▶ [THE REQUEST]
Reproduce the records below, swapping every occurrence of "one point per instance" for "one point for each instance" and leaving all other text untouched.
══════════
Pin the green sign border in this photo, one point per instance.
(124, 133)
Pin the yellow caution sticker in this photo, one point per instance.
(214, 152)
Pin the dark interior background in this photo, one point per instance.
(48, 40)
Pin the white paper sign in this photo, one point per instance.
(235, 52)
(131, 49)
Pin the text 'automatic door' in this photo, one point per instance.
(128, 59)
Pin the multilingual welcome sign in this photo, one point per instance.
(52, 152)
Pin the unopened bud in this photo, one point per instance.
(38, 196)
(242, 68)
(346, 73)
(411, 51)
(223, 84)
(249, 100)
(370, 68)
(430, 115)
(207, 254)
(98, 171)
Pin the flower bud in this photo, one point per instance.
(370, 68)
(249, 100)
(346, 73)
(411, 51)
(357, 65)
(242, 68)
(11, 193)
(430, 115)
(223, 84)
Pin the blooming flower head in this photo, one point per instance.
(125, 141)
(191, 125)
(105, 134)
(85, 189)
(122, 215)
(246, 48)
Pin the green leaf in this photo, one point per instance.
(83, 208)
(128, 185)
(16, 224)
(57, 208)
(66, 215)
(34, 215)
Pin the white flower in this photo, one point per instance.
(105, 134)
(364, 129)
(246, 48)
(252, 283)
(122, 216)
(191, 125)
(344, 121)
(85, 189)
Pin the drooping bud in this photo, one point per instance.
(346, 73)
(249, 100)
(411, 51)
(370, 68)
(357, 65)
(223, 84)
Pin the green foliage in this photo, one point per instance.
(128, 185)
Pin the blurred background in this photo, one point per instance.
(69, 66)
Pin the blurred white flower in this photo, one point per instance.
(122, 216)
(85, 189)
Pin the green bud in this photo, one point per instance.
══════════
▶ [SOLVED EXERCISE]
Pin the green sign border in this photo, one point for each instance.
(124, 133)
Pin the yellow caution sticker in this photo, one point for each instance.
(214, 152)
Pin the dark interior background in this photo, one point for each instance.
(48, 40)
Pin the white paper sign in this photo, one point for each instance.
(235, 52)
(131, 49)
Pin the text 'automatic door' in this photo, one point for each instance.
(128, 59)
Pin the multilingual welcome sign in this photo, one point for each instance.
(52, 152)
Pin the unopened bud in this photo, one point for each instance.
(38, 196)
(242, 68)
(346, 73)
(411, 51)
(223, 84)
(249, 100)
(370, 68)
(430, 115)
(207, 254)
(98, 171)
Pin the flower bud in this photo, one point for each instance.
(370, 68)
(249, 100)
(346, 73)
(411, 51)
(357, 65)
(242, 68)
(11, 193)
(430, 115)
(223, 84)
Pin the blooming flower head in this photo, one point for each instance.
(125, 141)
(191, 125)
(105, 134)
(85, 189)
(122, 215)
(246, 48)
Pin the green leaf in this photo, one point for each instance.
(83, 208)
(128, 185)
(16, 224)
(57, 208)
(66, 215)
(34, 215)
Pin the white flower in this photo, one point for each instance.
(105, 134)
(364, 129)
(246, 48)
(252, 283)
(122, 216)
(191, 125)
(344, 121)
(85, 189)
Pin the drooping bud in this photo, one point for each instance.
(346, 73)
(249, 100)
(411, 51)
(370, 68)
(357, 65)
(223, 84)
Pin the green foliage in this photo, one point for each instance.
(128, 185)
Pin the blurred background in this photo, one point for each instance.
(69, 66)
Pin the blurred white flower in this photo, one point for each instance.
(122, 216)
(85, 189)
Pin the green bud in this photo, one point for each instance.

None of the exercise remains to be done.